EXERCISE OBJECTIVE: For this exercise, copy each line of the records that contains the word "wooden".

[Phrase grounding data]
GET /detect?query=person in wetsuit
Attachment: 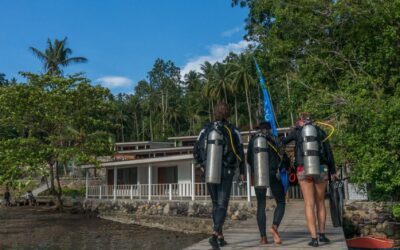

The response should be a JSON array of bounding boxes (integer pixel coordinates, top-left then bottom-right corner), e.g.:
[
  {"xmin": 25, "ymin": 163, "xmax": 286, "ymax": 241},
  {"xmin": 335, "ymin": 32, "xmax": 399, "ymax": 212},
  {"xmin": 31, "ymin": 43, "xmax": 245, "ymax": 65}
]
[
  {"xmin": 247, "ymin": 121, "xmax": 289, "ymax": 245},
  {"xmin": 193, "ymin": 102, "xmax": 245, "ymax": 250}
]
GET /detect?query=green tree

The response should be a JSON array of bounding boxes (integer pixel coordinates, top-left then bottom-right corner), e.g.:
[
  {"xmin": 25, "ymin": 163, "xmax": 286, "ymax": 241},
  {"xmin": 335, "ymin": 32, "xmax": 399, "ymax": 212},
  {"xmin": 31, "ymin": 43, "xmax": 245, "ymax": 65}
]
[
  {"xmin": 0, "ymin": 73, "xmax": 115, "ymax": 208},
  {"xmin": 0, "ymin": 73, "xmax": 9, "ymax": 87},
  {"xmin": 147, "ymin": 59, "xmax": 182, "ymax": 139},
  {"xmin": 30, "ymin": 37, "xmax": 88, "ymax": 76},
  {"xmin": 229, "ymin": 53, "xmax": 257, "ymax": 130},
  {"xmin": 234, "ymin": 0, "xmax": 400, "ymax": 199}
]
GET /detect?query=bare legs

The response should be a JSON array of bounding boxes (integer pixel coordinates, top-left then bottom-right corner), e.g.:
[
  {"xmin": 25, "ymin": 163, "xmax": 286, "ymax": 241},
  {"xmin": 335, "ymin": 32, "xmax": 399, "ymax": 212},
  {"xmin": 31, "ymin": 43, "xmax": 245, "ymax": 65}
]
[
  {"xmin": 299, "ymin": 179, "xmax": 328, "ymax": 238},
  {"xmin": 299, "ymin": 180, "xmax": 317, "ymax": 238},
  {"xmin": 315, "ymin": 181, "xmax": 328, "ymax": 234}
]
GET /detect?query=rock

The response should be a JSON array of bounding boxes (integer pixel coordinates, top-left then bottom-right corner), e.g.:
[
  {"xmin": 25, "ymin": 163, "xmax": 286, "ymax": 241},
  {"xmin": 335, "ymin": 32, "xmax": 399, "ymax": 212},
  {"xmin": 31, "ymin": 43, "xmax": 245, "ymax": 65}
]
[
  {"xmin": 188, "ymin": 203, "xmax": 195, "ymax": 216},
  {"xmin": 371, "ymin": 232, "xmax": 387, "ymax": 239},
  {"xmin": 231, "ymin": 210, "xmax": 240, "ymax": 220},
  {"xmin": 383, "ymin": 222, "xmax": 395, "ymax": 236},
  {"xmin": 346, "ymin": 205, "xmax": 358, "ymax": 211},
  {"xmin": 352, "ymin": 214, "xmax": 361, "ymax": 223},
  {"xmin": 376, "ymin": 223, "xmax": 384, "ymax": 232},
  {"xmin": 163, "ymin": 204, "xmax": 170, "ymax": 215},
  {"xmin": 360, "ymin": 227, "xmax": 370, "ymax": 236}
]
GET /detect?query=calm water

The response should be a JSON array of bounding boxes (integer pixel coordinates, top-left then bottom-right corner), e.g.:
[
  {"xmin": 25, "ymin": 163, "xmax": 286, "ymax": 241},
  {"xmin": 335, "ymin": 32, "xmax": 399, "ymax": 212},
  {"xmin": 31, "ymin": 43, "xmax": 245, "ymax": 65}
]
[{"xmin": 0, "ymin": 206, "xmax": 206, "ymax": 250}]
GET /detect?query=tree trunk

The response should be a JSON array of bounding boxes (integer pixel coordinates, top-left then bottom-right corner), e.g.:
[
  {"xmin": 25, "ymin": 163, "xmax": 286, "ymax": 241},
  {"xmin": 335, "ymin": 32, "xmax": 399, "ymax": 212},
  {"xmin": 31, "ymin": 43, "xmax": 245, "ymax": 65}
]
[
  {"xmin": 245, "ymin": 83, "xmax": 253, "ymax": 130},
  {"xmin": 211, "ymin": 100, "xmax": 215, "ymax": 120},
  {"xmin": 166, "ymin": 90, "xmax": 169, "ymax": 138},
  {"xmin": 54, "ymin": 161, "xmax": 64, "ymax": 210},
  {"xmin": 121, "ymin": 124, "xmax": 124, "ymax": 142},
  {"xmin": 208, "ymin": 101, "xmax": 212, "ymax": 121},
  {"xmin": 48, "ymin": 163, "xmax": 56, "ymax": 195},
  {"xmin": 150, "ymin": 112, "xmax": 153, "ymax": 141},
  {"xmin": 142, "ymin": 113, "xmax": 145, "ymax": 141},
  {"xmin": 134, "ymin": 113, "xmax": 139, "ymax": 140},
  {"xmin": 63, "ymin": 163, "xmax": 68, "ymax": 176},
  {"xmin": 286, "ymin": 74, "xmax": 294, "ymax": 126},
  {"xmin": 161, "ymin": 91, "xmax": 165, "ymax": 138},
  {"xmin": 234, "ymin": 95, "xmax": 238, "ymax": 127},
  {"xmin": 223, "ymin": 82, "xmax": 228, "ymax": 103}
]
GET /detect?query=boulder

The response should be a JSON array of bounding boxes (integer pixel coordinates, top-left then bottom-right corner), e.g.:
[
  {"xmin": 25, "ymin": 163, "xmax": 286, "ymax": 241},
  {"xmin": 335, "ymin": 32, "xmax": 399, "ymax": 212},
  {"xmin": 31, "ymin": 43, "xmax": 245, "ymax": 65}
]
[{"xmin": 163, "ymin": 204, "xmax": 170, "ymax": 215}]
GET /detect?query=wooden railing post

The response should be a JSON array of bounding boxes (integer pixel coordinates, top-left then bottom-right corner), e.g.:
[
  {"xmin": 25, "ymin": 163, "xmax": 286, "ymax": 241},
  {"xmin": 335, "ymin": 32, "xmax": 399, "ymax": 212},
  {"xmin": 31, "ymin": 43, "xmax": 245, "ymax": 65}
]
[{"xmin": 148, "ymin": 165, "xmax": 152, "ymax": 201}]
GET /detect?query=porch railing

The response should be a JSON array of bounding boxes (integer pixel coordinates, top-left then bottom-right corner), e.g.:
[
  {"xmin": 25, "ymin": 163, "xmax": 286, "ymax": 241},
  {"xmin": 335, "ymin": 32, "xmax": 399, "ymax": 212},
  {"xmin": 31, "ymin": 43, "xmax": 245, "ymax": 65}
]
[{"xmin": 87, "ymin": 182, "xmax": 248, "ymax": 200}]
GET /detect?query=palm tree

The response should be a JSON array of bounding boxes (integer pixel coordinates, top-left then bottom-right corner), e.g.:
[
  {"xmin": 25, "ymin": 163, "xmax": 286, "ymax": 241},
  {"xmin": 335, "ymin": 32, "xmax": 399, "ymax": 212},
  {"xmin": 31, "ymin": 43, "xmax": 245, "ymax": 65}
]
[
  {"xmin": 200, "ymin": 61, "xmax": 217, "ymax": 120},
  {"xmin": 30, "ymin": 37, "xmax": 87, "ymax": 75},
  {"xmin": 229, "ymin": 53, "xmax": 257, "ymax": 130},
  {"xmin": 213, "ymin": 62, "xmax": 230, "ymax": 103}
]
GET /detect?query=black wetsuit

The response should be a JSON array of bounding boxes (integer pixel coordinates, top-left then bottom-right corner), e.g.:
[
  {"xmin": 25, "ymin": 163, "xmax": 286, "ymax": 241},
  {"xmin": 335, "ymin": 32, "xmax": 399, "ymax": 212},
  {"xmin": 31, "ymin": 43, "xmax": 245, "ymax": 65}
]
[
  {"xmin": 193, "ymin": 119, "xmax": 245, "ymax": 233},
  {"xmin": 247, "ymin": 133, "xmax": 289, "ymax": 236},
  {"xmin": 281, "ymin": 124, "xmax": 336, "ymax": 174}
]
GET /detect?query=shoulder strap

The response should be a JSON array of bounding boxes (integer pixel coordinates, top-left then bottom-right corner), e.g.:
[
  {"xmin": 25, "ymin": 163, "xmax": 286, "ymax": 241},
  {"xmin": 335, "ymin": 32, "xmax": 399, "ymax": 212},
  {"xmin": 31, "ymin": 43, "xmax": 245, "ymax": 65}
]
[{"xmin": 223, "ymin": 124, "xmax": 242, "ymax": 162}]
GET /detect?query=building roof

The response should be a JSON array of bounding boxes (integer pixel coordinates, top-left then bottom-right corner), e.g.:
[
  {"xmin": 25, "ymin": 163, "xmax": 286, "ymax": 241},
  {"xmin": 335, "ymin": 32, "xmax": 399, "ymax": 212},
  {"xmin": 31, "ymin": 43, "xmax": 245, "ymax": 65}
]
[
  {"xmin": 81, "ymin": 154, "xmax": 194, "ymax": 169},
  {"xmin": 167, "ymin": 127, "xmax": 293, "ymax": 141},
  {"xmin": 117, "ymin": 146, "xmax": 192, "ymax": 154},
  {"xmin": 115, "ymin": 141, "xmax": 174, "ymax": 146}
]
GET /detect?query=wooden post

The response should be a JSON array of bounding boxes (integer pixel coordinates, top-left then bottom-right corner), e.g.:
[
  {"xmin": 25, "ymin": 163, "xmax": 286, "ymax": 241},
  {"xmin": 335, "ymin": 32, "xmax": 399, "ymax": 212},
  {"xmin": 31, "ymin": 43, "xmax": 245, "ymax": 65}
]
[
  {"xmin": 169, "ymin": 184, "xmax": 172, "ymax": 200},
  {"xmin": 113, "ymin": 167, "xmax": 117, "ymax": 201},
  {"xmin": 85, "ymin": 169, "xmax": 89, "ymax": 199},
  {"xmin": 148, "ymin": 165, "xmax": 152, "ymax": 201},
  {"xmin": 246, "ymin": 163, "xmax": 251, "ymax": 202},
  {"xmin": 191, "ymin": 162, "xmax": 195, "ymax": 201}
]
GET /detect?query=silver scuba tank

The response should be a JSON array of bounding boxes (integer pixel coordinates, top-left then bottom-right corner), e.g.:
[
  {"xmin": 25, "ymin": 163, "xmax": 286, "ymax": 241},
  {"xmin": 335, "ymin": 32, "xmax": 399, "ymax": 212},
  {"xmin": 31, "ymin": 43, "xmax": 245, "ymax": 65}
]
[
  {"xmin": 301, "ymin": 124, "xmax": 320, "ymax": 176},
  {"xmin": 253, "ymin": 135, "xmax": 270, "ymax": 188},
  {"xmin": 205, "ymin": 125, "xmax": 224, "ymax": 184}
]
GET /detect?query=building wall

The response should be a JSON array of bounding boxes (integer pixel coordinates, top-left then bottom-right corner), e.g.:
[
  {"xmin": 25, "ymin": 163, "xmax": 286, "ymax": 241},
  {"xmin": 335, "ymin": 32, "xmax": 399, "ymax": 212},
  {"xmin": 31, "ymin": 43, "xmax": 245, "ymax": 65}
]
[
  {"xmin": 178, "ymin": 161, "xmax": 192, "ymax": 184},
  {"xmin": 137, "ymin": 167, "xmax": 148, "ymax": 185},
  {"xmin": 107, "ymin": 160, "xmax": 193, "ymax": 185}
]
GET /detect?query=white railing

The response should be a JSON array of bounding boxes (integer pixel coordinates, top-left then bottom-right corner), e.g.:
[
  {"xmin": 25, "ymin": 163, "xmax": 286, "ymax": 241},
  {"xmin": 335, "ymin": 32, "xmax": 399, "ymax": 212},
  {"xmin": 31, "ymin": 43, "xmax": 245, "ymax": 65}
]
[{"xmin": 87, "ymin": 181, "xmax": 248, "ymax": 201}]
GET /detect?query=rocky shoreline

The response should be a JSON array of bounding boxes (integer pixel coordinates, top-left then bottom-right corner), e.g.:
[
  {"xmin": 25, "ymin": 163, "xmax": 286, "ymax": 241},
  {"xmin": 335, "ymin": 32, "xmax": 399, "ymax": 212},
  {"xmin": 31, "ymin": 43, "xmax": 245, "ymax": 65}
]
[
  {"xmin": 82, "ymin": 199, "xmax": 277, "ymax": 233},
  {"xmin": 343, "ymin": 201, "xmax": 400, "ymax": 243}
]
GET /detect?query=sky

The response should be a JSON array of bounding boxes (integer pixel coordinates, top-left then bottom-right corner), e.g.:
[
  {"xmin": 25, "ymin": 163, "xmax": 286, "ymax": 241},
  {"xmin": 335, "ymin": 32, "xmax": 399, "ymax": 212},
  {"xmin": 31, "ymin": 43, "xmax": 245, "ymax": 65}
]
[{"xmin": 0, "ymin": 1, "xmax": 249, "ymax": 94}]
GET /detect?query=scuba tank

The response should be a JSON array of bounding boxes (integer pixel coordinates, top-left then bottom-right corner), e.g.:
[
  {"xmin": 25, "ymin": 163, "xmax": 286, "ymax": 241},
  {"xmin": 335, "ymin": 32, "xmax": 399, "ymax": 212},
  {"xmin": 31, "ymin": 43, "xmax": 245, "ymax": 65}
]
[
  {"xmin": 205, "ymin": 124, "xmax": 224, "ymax": 184},
  {"xmin": 301, "ymin": 124, "xmax": 320, "ymax": 176},
  {"xmin": 253, "ymin": 135, "xmax": 270, "ymax": 188}
]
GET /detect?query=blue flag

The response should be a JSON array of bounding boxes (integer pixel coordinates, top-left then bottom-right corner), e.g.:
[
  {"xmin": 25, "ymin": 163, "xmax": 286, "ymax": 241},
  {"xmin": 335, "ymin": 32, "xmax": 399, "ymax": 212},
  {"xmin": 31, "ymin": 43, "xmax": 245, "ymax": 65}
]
[{"xmin": 253, "ymin": 58, "xmax": 278, "ymax": 137}]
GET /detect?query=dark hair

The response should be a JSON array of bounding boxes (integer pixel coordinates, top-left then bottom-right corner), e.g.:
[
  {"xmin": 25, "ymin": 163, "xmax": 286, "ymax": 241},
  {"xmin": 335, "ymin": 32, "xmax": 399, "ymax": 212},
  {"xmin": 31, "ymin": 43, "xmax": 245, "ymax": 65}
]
[
  {"xmin": 214, "ymin": 102, "xmax": 231, "ymax": 121},
  {"xmin": 258, "ymin": 121, "xmax": 271, "ymax": 130}
]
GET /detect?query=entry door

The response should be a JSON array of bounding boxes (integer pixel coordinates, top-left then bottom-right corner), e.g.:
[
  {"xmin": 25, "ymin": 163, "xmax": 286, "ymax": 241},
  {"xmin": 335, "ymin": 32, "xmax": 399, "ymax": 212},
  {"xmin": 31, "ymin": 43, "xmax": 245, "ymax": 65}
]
[
  {"xmin": 158, "ymin": 166, "xmax": 178, "ymax": 184},
  {"xmin": 107, "ymin": 169, "xmax": 114, "ymax": 185}
]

TASK SOLUTION:
GET /detect?query=wooden railing post
GET /detect?query=wooden post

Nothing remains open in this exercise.